Required work
Please state how many lines in the records that follow include "seated", with no other output.

··· Exercise material

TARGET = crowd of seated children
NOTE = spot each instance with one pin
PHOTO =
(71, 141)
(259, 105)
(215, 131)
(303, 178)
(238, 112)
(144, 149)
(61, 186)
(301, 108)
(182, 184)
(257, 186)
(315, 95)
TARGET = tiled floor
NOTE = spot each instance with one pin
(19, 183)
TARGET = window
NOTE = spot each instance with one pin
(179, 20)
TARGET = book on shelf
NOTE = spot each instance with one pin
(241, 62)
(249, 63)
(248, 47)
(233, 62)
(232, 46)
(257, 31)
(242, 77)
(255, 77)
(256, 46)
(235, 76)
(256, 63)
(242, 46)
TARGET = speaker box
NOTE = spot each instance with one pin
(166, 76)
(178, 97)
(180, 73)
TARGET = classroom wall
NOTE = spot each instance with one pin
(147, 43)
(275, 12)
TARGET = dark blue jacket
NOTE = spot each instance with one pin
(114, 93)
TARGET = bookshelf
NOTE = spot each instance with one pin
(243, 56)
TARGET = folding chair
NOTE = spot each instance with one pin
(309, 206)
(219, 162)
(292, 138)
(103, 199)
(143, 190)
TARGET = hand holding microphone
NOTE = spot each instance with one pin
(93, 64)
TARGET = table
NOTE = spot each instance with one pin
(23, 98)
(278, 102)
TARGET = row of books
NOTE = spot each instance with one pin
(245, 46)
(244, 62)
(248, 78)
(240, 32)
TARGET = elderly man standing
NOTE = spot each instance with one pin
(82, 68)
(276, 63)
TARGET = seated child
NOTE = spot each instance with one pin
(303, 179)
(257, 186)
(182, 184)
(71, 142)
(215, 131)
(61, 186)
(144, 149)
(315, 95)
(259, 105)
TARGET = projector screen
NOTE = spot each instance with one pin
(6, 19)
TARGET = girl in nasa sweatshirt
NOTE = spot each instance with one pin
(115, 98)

······

Problem solution
2